Records from a dataset:
+ + + + +

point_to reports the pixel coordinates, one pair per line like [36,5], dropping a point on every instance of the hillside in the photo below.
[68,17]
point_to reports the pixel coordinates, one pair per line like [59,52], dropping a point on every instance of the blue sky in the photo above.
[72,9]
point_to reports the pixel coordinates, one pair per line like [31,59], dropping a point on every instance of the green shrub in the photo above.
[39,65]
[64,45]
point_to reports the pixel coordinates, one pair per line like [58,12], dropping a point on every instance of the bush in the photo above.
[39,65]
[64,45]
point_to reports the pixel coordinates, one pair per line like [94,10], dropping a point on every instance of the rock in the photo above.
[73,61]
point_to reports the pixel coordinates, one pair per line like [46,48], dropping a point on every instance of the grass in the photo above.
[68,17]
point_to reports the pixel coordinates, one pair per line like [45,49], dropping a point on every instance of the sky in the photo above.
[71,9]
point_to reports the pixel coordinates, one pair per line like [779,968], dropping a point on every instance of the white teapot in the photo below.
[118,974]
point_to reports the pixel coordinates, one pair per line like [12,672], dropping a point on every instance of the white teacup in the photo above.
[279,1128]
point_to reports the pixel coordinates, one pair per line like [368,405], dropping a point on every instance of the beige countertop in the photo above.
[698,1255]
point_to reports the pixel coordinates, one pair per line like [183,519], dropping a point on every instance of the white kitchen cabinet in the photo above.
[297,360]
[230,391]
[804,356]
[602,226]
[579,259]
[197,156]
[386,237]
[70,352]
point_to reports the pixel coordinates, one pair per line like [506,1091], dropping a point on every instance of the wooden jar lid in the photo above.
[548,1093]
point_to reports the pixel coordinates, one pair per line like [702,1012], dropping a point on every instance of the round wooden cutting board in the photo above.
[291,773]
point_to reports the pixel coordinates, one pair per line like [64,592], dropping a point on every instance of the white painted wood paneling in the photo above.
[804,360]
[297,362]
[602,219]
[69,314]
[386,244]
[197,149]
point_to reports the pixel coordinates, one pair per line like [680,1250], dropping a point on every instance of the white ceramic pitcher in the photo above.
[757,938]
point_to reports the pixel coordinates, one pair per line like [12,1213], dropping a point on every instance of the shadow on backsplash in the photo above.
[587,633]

+ + + + +

EXERCISE GOAL:
The lines above should be duplicated exactly.

EXERCISE RESULT:
point_to reports the pixel coordinates, one pair per line like [36,5], dropping a point on every instance of the hillside in the photo below.
[68,17]
point_to reports the pixel coordinates, one pair per line like [59,52], dropping a point on every instance of the blue sky in the photo above.
[72,9]
point_to reports the pixel coordinates, one pair per line like [31,59], dropping a point on every instance of the green shrub in the photo above.
[39,65]
[64,45]
point_to reports the pixel coordinates, one pair per line like [58,12], dropping a point on every instance of the bush in the photo above.
[39,65]
[64,45]
point_to reports the pixel coordinates, one pair per line like [94,10], dropping a point on every instance of the rock in the photo above.
[73,61]
point_to reports the pixel coordinates, one pair per line like [46,48], dropping a point on every instance of the grass in the photo above.
[68,17]
point_to reports the pixel coordinates, one pair per line like [45,49], dropping a point on every instance of the sky in the photo above.
[71,9]
point_to reports the pixel coordinates, one pair per line like [779,968], dropping a point on every instance of the white teapot in the photo below.
[118,974]
point_to reports the pixel coordinates, one pair per line like [12,672], dropping a point on every instance of the white teacup in the photo above.
[279,1128]
point_to reports the pixel coordinates, one pair per line like [368,405], dropping a point on every instance of the beige countertop in the photo above.
[698,1255]
point_to reports the pixel coordinates, one pair per line like [183,519], dropping a point on every instance of the white kitchen cabinet in the photo above.
[297,360]
[230,391]
[804,356]
[602,226]
[579,259]
[197,156]
[386,237]
[70,352]
point_to reports the pixel coordinates, one pair per line like [506,1091], dropping a point on every instance of the wooden jar lid in the photo above.
[548,1093]
point_to reports the pixel coordinates, one pair per line like [702,1012], dropping a point on every instance of the round wooden cutting board in the photo above.
[291,773]
point_to reports the pixel coordinates, one pair per line like [64,592], dropping a point on every instance of the white painted wood paneling in the photo above.
[804,360]
[297,362]
[602,219]
[69,314]
[386,244]
[197,149]
point_to reports the pixel coordinates, one pair per line like [680,1250], dropping a point on every instance of the white ceramic pitcher in the photo above.
[757,938]
point_to reports the pixel coordinates, one pair per line like [12,1213], dropping a point on every instance of the shadow on backsplash in the photo above.
[587,633]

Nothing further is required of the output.